*** Excerto do documento

O começo da história de Donald
A concretização das promessas de Trump e a
configuração de cenários da sua destituição não auguram bons tempos para
a nova ordem americana
Se havia ansiedade global a propósito do discurso de
tomada de posse de Donald Trump, rapidamente se transfigurou em
desilusão e em angústia. Se há discurso icónico na política
internacional, esse corresponde com certeza às primeiras palavras de um
Presidente norte-americano investido no cargo.
Este não ficará para a
história, mesmo que se ameace que a história dele se vá recordar. Trump
perdeu uma grande oportunidade: não revelou a mínima preparação, não
traduziu a mais leve preocupação com a sistematização, muito menos
trouxe para o palco de Washington um aceno de um programa substancial e
organizado de mandato. Trump exibiu até uma certa indigência na
formalidade do acto, como que ostentando subrepticiamente um menosprezo
pelas instituições da democracia, bem como pelos seus ritos e
procedimentos, substituídos pelos seus próprios maneirismos, tiques e
desabafos de propaganda.
Em tudo o mais, equiparou o acto a mais um
discurso de campanha, com frases e formulações feitas de retórica, que
mais não fizeram do que confirmar uma personalidade (ou um culto da sua
própria) e um estilo desviante (e desviado), feito da vontade de isolar e
concentrar. E uma estratégia (?) que está aparentemente em contradição
com o ordenamento mundial criado após a II Guerra Mundial e os
equilíbrios de poder geoestratégico que permitiram prevenir conflitos à
escala universal nestes últimos 70 anos. O que significará desgastar e
acabar lentamente com as alianças políticas e militares permanentes no
Ocidente (o atlantismo ancorado na NATO) e na Ásia (Japão e Coreia do
Sul, em concluio com a presença americana no Pacífico), com os acordos
de comércio livre, com os progressos de Obama na estabilização de
relações “perdidas” (Irão, Cuba, até a China), com a intervenção
reguladora dos conflitos “eternos” (orientando Israel, nomeadamente),
com a desistência do apoio e concertação com a União Europeia, com o
desinvestimento na actuação da ONU. Será assim? Com a China já ali à
espreita para ocupar o lugar da potência dominante, hasteando a bandeira
da cooperação? Com a Rússia desesperada por concretizar uma espécie de
anexação da Europa sem crédito e esburacada e aniquilar a frente de
resistência aberta por Merkel?

******

● **O que se pede**:
1) No texto sobre o discurso de tomada de posse de Trump, durante quantos anos os equilíbrios de poder geoestratégico permitiram prevenir conflitos à escala universal?
2) Transcreva, do texto sobre o discurso de tomada de posse de Trump, tudo o que vai de "Este não ficará" até "desabafos de propaganda.".
3) Prossiga o texto sobre o discurso de tomada de posse de Trump a partir do ponto em que termina.
Os itens são material independente do texto.

*** Entradas do conjunto

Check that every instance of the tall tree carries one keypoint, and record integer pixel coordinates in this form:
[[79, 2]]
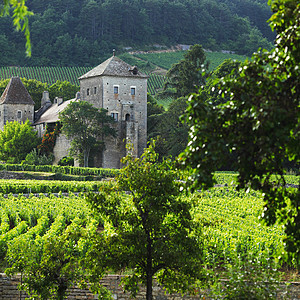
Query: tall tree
[[259, 124], [87, 127], [20, 18], [186, 76], [149, 226], [16, 141]]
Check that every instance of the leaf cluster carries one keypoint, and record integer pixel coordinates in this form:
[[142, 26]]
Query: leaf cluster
[[259, 124], [149, 226]]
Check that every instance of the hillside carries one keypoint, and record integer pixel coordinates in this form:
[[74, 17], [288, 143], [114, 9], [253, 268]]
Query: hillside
[[82, 33], [155, 65]]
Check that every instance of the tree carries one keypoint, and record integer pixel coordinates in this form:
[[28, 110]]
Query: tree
[[63, 89], [259, 124], [149, 226], [87, 127], [186, 76], [20, 18], [16, 141]]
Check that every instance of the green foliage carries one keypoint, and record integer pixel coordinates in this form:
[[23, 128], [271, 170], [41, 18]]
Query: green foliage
[[186, 76], [86, 33], [49, 138], [16, 140], [249, 280], [19, 17], [150, 230], [63, 89], [87, 127], [47, 186], [66, 161], [61, 169], [259, 125], [35, 158], [172, 131]]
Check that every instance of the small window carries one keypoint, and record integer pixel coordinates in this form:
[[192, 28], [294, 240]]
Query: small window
[[115, 116]]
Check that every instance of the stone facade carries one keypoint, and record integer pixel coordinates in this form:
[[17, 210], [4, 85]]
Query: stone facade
[[9, 291], [122, 90], [113, 85], [15, 103]]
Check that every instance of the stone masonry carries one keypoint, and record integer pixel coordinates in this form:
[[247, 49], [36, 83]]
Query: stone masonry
[[9, 291]]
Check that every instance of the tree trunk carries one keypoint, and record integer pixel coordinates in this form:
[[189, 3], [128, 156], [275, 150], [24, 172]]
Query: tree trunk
[[149, 268], [86, 154]]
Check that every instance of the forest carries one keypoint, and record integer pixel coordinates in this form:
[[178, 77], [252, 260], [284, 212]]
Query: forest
[[84, 32]]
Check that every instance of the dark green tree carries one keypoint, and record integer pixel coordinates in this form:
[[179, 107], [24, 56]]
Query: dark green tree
[[16, 141], [259, 124], [149, 226], [87, 127], [20, 18], [63, 89], [186, 76]]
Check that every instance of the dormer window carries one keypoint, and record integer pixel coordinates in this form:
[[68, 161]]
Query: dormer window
[[115, 116]]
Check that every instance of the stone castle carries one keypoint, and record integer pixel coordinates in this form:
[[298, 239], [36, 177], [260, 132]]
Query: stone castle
[[113, 85]]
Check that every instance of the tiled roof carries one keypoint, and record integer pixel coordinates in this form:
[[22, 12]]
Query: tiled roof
[[51, 115], [113, 66], [16, 93]]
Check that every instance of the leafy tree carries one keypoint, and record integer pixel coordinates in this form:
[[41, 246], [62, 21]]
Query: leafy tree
[[16, 141], [260, 125], [20, 18], [186, 76], [149, 227], [87, 127], [63, 89]]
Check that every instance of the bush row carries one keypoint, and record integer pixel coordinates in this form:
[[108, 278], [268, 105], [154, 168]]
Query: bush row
[[61, 169]]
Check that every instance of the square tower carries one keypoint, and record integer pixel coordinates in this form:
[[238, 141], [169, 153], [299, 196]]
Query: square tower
[[122, 90]]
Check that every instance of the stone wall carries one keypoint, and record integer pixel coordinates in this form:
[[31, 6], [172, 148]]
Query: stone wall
[[9, 291], [61, 148]]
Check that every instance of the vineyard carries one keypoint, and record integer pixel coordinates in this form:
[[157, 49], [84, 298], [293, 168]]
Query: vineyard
[[31, 225], [165, 60], [50, 75]]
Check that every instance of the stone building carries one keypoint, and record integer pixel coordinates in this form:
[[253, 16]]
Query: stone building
[[15, 103], [122, 90], [113, 85]]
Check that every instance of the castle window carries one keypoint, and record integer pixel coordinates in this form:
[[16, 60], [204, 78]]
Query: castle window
[[115, 116]]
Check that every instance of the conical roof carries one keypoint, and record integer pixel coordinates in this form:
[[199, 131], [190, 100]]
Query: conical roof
[[114, 66], [16, 93]]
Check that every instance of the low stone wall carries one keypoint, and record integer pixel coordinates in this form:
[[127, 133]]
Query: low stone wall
[[9, 291]]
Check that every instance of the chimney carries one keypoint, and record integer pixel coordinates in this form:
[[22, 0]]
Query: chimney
[[45, 98], [58, 100]]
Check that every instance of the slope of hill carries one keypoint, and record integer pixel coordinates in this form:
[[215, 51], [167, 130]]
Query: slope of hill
[[82, 33]]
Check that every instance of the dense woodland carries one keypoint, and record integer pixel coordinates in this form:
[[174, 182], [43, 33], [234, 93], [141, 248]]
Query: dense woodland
[[84, 32]]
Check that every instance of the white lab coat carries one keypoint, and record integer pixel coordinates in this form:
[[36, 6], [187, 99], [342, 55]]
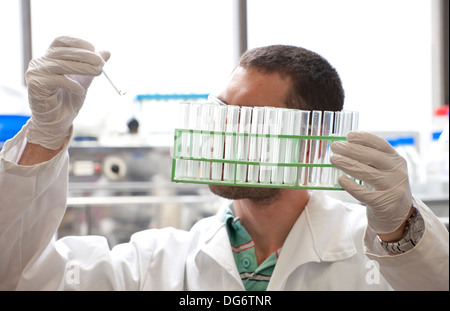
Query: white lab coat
[[329, 247]]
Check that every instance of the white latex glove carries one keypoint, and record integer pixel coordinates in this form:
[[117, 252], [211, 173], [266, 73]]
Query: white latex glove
[[57, 85], [372, 159]]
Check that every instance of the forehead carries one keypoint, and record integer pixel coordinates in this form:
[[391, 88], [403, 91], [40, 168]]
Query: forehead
[[251, 87]]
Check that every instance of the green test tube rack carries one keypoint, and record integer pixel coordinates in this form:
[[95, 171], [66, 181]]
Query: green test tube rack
[[183, 177]]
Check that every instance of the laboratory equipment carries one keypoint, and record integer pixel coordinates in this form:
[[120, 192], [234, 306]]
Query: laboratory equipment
[[264, 147], [118, 90]]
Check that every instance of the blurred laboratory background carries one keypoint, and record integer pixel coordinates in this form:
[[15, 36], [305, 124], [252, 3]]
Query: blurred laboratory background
[[392, 56]]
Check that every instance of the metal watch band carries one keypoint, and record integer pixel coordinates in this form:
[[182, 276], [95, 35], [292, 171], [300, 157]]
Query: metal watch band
[[407, 242]]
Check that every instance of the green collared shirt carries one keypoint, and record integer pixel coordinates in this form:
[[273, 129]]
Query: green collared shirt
[[254, 277]]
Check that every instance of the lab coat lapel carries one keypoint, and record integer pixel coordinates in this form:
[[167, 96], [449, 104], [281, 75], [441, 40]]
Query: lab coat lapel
[[216, 245]]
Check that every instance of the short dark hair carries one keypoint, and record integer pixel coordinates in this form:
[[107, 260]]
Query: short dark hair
[[315, 84]]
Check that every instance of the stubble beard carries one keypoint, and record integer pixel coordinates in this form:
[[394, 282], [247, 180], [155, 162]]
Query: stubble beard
[[255, 194]]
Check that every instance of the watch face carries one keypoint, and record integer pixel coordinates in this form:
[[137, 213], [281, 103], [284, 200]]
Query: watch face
[[417, 229]]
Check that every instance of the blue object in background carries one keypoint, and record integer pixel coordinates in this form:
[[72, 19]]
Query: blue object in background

******

● **Resultados por tarefa**:
1) Durante os últimos 70 anos.

2)
Este não ficará para a
história, mesmo que se ameace que a história dele se vá recordar. Trump
perdeu uma grande oportunidade: não revelou a mínima preparação, não
traduziu a mais leve preocupação com a sistematização, muito menos
trouxe para o palco de Washington um aceno de um programa substancial e
organizado de mandato. Trump exibiu até uma certa indigência na
formalidade do acto, como que ostentando subrepticiamente um menosprezo
pelas instituições da democracia, bem como pelos seus ritos e
procedimentos, substituídos pelos seus próprios maneirismos, tiques e
desabafos de propaganda.

3)
Desde a posse, passar da retórica à prática significou para Trump
exibir na Sala Oval e nas primeiras aparições públicas e institucionais o
cumprimento das suas promessas, desde o princípio do fim do “Obamacare”
até à compatibilização com os interesses das petrolíferas e da
indústria do armamento (para arrasar os terrorismos religiosos), sem
esquecer a directiva para construir o muro com o México.
Uma espécie de
confirmação de que as ameaças mais fracturantes são para se cumprir à
primeira oportunidade, sem espera pelo compromisso e pelo consenso.
Autoritarismo puro, caucionado por regras de democracia formal.
Populismo económico, legitimado pelo isolacionismo para com os que não
interessam e outorgado pelo interesse para com as potências emergentes e
reemergentes. Ameaça gratuita sobre a imigração e a abertura aos
refugiados. E rapidamente se sublevou a esperança dos cépticos,
adversários e manifestantes de rua de que algum escândalo passado possa
submergir – na cama ou nos negócios – ou que o voluntarismo e a
inexperiência de Trump se precipitem em alguma violação da Constituição.
Lembram-se de algum Presidente dos EUA que começasse logo à partida com
cenários de “impeachment”?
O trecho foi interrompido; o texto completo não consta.